- EXERCISE DESCRIPTION -
Look for "Expected: one point per instance of the white sock" in the records below, then copy that line and every line after it, exactly and with nothing added.

[Extracted data entries]
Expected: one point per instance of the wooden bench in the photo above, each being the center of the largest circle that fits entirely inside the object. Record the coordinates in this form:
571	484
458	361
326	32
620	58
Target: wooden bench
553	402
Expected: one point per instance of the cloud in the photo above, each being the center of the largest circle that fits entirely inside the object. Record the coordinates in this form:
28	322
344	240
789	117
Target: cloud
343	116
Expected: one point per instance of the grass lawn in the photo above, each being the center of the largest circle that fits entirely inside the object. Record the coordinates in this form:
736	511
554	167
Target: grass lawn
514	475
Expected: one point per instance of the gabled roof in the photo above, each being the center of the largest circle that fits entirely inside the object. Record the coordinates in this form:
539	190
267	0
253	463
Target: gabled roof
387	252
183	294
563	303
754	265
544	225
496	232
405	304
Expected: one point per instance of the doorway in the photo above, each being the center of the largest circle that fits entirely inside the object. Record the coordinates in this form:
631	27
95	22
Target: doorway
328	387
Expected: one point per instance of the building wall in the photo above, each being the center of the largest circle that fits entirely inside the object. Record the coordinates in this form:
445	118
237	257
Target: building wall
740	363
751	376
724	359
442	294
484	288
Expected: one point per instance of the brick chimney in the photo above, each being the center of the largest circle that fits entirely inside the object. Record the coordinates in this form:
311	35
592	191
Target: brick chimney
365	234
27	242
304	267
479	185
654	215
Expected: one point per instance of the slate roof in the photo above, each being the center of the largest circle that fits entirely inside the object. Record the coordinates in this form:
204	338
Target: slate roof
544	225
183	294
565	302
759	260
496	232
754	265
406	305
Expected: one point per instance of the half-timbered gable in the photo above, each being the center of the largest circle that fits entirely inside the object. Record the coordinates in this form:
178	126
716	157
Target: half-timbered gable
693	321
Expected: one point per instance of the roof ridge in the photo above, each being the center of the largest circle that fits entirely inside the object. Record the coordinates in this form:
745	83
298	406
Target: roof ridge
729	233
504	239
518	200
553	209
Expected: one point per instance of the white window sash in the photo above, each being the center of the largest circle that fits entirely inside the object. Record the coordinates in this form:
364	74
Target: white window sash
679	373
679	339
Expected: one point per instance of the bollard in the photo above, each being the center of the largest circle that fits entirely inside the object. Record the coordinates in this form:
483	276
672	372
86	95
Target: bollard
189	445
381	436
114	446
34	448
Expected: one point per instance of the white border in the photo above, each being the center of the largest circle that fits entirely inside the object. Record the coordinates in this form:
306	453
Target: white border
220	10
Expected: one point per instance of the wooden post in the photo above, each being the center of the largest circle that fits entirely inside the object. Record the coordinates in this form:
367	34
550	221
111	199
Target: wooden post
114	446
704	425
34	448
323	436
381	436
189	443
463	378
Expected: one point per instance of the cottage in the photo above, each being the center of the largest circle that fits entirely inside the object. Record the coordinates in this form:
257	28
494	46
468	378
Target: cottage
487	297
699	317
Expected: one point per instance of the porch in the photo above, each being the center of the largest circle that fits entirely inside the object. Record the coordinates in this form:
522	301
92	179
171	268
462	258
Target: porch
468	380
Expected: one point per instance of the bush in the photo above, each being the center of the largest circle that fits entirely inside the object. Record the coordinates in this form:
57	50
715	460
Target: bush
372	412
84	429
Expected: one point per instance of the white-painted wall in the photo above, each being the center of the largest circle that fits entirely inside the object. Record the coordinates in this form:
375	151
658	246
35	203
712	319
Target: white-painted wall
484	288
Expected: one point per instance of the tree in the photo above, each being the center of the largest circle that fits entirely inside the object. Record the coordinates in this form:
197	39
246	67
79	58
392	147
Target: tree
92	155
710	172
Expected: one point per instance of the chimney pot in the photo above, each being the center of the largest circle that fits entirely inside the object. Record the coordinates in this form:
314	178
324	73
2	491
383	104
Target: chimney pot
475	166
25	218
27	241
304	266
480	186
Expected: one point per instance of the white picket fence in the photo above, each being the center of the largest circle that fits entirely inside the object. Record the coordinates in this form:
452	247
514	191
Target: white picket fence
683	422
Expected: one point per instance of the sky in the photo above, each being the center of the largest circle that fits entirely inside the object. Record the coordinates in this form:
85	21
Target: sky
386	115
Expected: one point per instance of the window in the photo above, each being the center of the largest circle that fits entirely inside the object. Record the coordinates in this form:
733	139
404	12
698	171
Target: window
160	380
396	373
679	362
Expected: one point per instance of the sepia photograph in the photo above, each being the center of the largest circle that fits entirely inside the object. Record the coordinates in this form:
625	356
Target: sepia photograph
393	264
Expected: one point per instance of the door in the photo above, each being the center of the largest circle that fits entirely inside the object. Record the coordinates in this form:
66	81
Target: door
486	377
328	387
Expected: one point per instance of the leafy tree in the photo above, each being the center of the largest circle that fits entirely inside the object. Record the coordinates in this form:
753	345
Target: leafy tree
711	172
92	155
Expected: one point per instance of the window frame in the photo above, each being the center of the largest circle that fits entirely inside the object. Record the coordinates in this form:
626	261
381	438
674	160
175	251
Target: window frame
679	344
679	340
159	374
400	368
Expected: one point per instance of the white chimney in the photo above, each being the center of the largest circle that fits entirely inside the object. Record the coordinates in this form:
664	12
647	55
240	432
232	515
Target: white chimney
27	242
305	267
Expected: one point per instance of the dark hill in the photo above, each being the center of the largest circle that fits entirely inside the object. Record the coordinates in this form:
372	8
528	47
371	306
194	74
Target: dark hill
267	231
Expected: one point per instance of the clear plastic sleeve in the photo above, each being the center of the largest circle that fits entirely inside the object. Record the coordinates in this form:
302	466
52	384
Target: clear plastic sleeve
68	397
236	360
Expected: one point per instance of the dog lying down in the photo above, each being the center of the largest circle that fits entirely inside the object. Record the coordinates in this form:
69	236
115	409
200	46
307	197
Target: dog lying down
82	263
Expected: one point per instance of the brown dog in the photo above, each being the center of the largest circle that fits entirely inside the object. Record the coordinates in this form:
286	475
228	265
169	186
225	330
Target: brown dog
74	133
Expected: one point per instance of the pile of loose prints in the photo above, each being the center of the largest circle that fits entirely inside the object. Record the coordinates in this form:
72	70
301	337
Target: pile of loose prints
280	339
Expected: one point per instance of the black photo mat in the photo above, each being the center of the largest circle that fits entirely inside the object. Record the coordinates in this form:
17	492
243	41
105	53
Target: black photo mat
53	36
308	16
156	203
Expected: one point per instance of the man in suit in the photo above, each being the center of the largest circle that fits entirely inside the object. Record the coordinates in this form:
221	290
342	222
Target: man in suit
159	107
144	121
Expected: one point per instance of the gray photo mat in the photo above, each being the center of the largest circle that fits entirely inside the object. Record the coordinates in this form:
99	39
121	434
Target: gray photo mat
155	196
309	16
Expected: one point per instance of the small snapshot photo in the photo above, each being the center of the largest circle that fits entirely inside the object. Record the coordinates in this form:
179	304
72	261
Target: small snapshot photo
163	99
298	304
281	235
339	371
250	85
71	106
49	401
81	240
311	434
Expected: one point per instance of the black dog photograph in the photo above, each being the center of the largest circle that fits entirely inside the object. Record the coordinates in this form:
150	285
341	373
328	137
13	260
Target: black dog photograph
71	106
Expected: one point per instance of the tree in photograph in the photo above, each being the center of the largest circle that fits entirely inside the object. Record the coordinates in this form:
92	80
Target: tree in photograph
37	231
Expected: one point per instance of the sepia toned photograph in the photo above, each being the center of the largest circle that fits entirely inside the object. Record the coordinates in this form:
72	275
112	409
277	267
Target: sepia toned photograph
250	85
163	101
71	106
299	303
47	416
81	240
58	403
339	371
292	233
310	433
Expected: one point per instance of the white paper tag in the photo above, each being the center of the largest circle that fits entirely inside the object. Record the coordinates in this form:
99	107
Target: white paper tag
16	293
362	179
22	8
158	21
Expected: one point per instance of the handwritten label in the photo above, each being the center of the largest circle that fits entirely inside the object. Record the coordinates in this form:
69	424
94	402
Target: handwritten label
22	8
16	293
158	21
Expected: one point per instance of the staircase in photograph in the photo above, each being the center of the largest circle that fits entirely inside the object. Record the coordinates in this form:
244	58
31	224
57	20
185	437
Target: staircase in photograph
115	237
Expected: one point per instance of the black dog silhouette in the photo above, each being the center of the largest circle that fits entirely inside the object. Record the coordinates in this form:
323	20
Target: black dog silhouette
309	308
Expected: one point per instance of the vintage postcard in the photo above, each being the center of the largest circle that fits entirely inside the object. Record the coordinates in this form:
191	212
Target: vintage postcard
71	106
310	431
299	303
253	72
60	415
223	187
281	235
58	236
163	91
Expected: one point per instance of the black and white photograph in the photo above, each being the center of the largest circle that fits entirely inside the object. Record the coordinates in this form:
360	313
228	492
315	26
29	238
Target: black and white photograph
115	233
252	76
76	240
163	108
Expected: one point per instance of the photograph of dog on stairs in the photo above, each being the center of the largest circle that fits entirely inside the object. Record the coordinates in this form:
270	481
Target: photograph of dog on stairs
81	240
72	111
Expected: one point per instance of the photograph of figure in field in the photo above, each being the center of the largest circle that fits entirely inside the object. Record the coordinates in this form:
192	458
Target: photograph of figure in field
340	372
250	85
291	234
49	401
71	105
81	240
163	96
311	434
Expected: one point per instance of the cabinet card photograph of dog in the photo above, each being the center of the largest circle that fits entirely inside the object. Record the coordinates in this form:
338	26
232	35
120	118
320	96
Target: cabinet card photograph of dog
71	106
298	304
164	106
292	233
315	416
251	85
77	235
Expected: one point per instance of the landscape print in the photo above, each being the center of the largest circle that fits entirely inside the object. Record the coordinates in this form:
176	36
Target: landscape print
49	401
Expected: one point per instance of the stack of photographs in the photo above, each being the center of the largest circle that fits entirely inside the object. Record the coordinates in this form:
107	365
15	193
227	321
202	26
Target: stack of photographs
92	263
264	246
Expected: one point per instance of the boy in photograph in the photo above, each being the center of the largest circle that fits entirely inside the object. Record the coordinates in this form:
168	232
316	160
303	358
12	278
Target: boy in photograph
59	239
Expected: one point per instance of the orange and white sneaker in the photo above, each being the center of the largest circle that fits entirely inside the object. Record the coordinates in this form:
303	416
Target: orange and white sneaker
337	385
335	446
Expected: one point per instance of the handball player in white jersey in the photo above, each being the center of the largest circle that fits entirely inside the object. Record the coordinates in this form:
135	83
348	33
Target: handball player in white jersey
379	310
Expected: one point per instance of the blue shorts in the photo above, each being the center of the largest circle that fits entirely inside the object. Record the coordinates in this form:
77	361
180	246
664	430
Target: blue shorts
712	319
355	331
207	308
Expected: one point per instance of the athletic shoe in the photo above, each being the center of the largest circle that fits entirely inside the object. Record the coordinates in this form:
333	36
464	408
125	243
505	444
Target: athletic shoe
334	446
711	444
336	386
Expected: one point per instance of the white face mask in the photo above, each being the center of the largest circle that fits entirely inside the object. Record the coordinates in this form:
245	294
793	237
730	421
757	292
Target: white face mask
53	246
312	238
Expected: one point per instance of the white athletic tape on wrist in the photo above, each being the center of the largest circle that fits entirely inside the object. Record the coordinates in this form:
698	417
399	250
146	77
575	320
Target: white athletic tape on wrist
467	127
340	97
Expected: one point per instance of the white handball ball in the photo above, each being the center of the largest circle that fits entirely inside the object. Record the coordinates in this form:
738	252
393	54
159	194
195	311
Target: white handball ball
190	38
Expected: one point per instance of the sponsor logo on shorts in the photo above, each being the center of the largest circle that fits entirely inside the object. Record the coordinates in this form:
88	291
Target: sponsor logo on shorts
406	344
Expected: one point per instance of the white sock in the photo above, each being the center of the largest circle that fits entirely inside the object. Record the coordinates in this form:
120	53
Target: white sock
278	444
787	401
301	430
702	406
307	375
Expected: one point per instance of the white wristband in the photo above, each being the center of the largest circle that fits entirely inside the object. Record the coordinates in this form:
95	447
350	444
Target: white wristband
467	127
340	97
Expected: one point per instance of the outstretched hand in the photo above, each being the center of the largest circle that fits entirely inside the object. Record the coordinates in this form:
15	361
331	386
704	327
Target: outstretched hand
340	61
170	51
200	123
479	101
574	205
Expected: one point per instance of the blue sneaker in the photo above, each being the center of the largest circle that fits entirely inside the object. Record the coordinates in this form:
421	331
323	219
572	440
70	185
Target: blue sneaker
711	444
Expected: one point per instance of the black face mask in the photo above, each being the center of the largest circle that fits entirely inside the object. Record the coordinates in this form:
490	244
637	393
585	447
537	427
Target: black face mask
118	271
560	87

- COMPLETE OUTPUT -
Expected: one point per instance of the white sock in the photo above, each being the center of the largest circle that fits entirely inside the object. Record the coordinates in this form:
120	53
Target: white sock
278	444
787	401
301	430
702	406
307	375
Expected: one point per instance of the white wristband in the photo above, each being the center of the largest circle that fits entirely inside the object. Record the coordinates in this form:
95	447
350	444
Target: white wristband
467	127
340	97
Expected: one point per instance of the outstretched hand in the photo above, each being the center of the largest circle that fits entirely inside the object. Record the coordinates in this form:
15	361
331	386
704	327
Target: outstretched hand
340	61
170	51
200	123
479	101
574	205
Expected: one point per instance of the blue sneaker in the photo above, each being the center of the largest circle that fits entirely inside the object. Record the coordinates in this form:
421	331
323	219
572	440
70	185
Target: blue sneaker
711	444
Expected: one point per instance of the black face mask in the photo above, each being the center of the largest circle that fits entirely inside the object. Record the coordinates in this form:
490	244
637	393
585	447
537	427
Target: black face mask
118	271
560	87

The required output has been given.